> [WAT TE DOEN]
Typ alles uit de records hieronder letterlijk over, van de regel met "target | wooden grinder lid" tot en met de regel met "[(115, 86)]", en verder niets.

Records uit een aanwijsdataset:
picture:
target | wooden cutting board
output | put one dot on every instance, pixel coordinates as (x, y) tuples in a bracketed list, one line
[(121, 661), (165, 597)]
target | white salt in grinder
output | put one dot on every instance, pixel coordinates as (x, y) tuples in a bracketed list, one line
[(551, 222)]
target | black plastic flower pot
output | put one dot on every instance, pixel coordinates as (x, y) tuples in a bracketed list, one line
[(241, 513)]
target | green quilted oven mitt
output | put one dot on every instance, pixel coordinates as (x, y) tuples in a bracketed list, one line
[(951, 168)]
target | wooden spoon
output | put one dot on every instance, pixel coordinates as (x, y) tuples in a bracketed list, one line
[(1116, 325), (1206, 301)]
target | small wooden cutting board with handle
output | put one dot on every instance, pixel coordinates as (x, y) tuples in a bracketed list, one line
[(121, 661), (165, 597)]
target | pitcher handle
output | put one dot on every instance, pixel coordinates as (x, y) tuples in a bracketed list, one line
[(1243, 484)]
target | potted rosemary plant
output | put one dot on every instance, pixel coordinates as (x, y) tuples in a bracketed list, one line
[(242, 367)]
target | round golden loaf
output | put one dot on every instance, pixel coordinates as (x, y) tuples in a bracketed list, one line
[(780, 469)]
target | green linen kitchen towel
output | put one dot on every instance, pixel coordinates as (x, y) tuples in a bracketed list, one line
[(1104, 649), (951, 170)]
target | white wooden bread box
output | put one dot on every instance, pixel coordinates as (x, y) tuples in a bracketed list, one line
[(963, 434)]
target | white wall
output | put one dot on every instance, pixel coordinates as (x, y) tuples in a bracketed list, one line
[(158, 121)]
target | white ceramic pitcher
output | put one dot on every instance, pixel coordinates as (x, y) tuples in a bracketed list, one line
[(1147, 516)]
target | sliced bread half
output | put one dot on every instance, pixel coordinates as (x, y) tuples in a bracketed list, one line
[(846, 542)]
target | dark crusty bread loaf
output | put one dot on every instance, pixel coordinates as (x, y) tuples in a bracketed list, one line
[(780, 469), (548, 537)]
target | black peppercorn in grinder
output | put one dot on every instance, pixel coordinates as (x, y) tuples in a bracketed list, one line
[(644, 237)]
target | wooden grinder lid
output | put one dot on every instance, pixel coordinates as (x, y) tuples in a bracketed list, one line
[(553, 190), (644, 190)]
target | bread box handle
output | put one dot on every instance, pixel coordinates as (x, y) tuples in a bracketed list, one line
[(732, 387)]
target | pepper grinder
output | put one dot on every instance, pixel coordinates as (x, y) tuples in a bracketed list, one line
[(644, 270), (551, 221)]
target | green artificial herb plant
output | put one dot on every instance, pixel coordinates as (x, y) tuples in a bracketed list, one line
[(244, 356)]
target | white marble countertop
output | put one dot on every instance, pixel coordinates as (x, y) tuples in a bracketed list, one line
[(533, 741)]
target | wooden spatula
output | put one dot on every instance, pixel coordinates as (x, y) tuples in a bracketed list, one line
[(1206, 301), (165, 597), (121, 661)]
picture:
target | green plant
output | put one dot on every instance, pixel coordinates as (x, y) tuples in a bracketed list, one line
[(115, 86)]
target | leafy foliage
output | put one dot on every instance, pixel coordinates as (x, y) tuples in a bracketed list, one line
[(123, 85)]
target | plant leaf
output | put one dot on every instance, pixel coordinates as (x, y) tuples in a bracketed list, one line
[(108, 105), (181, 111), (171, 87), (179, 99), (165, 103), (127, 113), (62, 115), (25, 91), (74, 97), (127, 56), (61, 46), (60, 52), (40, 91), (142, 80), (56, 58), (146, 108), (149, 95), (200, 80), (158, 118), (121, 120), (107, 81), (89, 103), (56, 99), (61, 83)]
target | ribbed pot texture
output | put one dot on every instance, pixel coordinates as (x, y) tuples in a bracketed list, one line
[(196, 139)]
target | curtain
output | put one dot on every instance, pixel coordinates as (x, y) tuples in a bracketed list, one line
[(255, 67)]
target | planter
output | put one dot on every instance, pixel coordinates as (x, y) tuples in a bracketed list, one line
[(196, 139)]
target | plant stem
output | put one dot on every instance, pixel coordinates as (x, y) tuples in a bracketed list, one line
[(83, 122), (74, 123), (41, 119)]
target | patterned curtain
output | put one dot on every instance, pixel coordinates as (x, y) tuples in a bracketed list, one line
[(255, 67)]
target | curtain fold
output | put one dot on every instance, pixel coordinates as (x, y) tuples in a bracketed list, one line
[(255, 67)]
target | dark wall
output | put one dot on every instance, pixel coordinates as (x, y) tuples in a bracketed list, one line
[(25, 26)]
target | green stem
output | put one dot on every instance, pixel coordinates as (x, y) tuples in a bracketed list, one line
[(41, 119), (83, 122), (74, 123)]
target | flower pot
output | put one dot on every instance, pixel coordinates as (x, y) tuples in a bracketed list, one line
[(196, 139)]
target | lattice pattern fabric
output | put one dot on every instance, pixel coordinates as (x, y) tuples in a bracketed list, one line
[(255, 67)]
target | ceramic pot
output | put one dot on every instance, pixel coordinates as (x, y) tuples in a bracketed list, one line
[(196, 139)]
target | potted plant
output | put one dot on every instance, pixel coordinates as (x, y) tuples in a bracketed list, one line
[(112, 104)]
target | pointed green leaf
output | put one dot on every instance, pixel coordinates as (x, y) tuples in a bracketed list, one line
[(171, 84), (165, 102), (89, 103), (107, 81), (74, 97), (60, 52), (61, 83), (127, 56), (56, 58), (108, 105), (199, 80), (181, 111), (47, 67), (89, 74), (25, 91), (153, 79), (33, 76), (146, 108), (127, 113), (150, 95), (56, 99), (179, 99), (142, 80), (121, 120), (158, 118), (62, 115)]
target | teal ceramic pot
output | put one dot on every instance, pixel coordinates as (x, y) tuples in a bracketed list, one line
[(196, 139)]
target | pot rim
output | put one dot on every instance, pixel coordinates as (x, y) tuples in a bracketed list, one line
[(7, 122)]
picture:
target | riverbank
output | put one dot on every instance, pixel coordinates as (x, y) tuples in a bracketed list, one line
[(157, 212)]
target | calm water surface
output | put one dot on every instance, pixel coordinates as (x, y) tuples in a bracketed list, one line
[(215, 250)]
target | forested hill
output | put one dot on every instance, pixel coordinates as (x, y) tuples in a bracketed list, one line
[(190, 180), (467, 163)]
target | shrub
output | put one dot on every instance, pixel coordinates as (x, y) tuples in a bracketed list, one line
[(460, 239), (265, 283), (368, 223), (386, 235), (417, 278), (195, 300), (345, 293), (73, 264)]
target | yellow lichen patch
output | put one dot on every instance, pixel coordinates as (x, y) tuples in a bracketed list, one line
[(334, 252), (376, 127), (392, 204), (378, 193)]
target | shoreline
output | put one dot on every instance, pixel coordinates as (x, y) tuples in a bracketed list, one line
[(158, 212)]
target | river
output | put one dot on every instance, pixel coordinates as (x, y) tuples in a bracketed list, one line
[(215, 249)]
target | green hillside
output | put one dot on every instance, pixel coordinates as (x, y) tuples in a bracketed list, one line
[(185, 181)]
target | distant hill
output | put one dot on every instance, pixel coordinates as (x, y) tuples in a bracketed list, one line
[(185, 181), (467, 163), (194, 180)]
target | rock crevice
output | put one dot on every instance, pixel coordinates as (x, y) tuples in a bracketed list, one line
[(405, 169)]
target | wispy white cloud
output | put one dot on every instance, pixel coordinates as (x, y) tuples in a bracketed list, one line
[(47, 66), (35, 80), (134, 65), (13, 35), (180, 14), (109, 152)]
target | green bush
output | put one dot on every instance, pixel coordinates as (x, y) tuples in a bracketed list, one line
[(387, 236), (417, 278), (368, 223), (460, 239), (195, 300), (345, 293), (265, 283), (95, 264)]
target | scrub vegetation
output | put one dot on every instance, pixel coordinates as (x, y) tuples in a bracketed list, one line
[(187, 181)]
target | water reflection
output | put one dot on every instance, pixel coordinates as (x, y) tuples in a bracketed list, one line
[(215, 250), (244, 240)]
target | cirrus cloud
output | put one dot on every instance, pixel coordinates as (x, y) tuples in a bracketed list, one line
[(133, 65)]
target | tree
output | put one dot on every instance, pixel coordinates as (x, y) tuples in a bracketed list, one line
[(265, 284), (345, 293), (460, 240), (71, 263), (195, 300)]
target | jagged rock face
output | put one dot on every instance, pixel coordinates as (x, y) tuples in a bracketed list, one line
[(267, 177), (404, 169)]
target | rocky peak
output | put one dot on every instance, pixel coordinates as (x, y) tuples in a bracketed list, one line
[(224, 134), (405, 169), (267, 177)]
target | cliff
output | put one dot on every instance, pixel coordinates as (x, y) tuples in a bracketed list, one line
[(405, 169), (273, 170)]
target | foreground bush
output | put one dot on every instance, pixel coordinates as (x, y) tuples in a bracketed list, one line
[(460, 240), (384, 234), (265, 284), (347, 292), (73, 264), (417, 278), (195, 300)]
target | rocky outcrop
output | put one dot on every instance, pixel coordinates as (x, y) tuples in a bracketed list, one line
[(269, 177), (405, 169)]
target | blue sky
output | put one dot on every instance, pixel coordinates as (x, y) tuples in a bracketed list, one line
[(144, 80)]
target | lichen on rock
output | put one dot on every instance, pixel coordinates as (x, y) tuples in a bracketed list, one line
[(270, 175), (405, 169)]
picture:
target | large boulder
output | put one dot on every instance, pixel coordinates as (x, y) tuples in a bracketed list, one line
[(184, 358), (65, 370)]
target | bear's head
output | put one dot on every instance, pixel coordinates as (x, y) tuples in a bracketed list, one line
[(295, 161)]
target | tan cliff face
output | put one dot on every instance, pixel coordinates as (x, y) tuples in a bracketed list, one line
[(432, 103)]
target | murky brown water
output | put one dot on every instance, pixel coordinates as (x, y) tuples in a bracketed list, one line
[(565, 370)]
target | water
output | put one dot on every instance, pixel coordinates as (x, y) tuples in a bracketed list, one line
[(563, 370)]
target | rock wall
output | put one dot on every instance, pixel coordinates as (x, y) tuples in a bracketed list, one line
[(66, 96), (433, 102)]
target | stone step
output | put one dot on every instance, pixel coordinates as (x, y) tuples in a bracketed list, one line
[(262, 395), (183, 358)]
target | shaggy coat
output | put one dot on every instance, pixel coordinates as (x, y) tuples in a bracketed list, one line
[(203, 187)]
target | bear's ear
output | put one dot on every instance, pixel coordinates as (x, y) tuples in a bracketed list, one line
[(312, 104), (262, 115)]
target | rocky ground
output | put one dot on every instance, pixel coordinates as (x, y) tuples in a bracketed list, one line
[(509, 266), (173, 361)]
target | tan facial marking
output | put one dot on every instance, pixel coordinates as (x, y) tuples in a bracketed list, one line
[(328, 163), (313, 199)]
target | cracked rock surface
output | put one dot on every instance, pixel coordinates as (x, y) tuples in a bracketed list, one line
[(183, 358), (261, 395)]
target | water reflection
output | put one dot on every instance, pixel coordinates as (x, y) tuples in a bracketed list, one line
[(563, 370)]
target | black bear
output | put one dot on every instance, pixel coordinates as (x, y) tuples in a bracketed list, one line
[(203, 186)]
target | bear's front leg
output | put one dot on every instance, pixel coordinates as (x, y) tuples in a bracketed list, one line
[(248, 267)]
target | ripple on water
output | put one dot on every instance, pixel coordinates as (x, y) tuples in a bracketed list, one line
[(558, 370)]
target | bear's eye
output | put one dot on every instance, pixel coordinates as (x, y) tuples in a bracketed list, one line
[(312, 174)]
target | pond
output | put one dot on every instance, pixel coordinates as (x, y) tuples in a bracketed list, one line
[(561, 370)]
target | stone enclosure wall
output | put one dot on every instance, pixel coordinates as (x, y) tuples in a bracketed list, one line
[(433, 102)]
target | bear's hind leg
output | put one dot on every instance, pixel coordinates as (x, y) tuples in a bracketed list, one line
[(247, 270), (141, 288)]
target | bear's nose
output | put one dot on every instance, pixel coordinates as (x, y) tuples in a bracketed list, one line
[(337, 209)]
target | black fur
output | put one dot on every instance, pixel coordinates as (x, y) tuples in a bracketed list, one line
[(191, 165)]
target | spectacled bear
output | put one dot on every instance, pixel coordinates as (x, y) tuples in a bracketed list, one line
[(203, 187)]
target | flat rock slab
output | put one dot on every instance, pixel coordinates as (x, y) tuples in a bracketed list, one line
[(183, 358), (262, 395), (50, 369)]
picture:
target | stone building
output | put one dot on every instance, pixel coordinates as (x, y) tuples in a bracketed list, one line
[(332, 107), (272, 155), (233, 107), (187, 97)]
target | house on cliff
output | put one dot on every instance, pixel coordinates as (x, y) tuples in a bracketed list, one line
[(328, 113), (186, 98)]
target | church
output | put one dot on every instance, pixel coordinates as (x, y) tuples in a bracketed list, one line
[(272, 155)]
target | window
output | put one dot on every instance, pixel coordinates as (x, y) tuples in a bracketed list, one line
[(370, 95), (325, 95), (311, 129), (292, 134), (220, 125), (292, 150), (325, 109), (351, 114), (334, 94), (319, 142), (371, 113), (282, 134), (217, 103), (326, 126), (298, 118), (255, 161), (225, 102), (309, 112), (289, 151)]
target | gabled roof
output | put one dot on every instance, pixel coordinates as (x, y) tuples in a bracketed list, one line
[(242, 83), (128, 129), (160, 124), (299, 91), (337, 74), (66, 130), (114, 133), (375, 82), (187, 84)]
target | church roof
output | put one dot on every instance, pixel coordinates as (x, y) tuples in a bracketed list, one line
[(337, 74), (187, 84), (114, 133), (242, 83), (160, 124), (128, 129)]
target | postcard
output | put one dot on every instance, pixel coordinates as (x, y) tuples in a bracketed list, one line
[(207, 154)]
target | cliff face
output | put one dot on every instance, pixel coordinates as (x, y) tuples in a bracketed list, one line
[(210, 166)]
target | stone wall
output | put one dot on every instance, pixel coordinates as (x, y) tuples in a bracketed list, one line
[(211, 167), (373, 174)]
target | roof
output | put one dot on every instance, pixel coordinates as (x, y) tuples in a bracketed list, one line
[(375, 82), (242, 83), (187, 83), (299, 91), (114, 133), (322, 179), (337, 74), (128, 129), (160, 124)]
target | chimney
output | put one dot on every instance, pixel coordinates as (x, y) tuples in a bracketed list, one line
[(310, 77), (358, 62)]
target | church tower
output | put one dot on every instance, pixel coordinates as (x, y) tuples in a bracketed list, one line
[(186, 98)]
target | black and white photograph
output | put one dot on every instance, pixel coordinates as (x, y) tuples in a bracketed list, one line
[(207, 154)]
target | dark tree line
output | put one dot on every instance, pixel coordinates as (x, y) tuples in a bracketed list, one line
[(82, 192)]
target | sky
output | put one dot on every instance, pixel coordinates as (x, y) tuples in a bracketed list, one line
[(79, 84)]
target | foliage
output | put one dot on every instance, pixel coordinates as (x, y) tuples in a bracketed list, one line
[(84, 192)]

> [OPLOSSING]
target | wooden grinder lid
output | put one dot on every instance, pixel coordinates as (x, y) tuples in a bracketed list, one line
[(553, 190), (644, 190)]
target | bread box handle
output | put one dot on every instance, pixel coordinates as (x, y) tuples in a bracketed list, one line
[(732, 387)]
target | pepper grinder
output | put one dot on every instance, pixel coordinates as (x, y) tuples in a bracketed list, one line
[(644, 270), (551, 221)]
target | green artificial herb plant
output | put one dot on every instance, pixel coordinates as (x, y) tuples in a bracketed list, one line
[(244, 356)]
target | white marble countertop
output | put one dot on every instance, pixel coordinates as (x, y) tuples in a bracketed list, one line
[(533, 741)]
target | wooden spatula
output | put one dot on every instance, pixel coordinates as (x, y) tuples in a bracketed list, one line
[(1206, 301), (165, 597), (121, 661)]
picture:
target | green plant
output | put one dot on every instance, pixel coordinates as (x, y) tuples in a bracketed list, one line
[(115, 86)]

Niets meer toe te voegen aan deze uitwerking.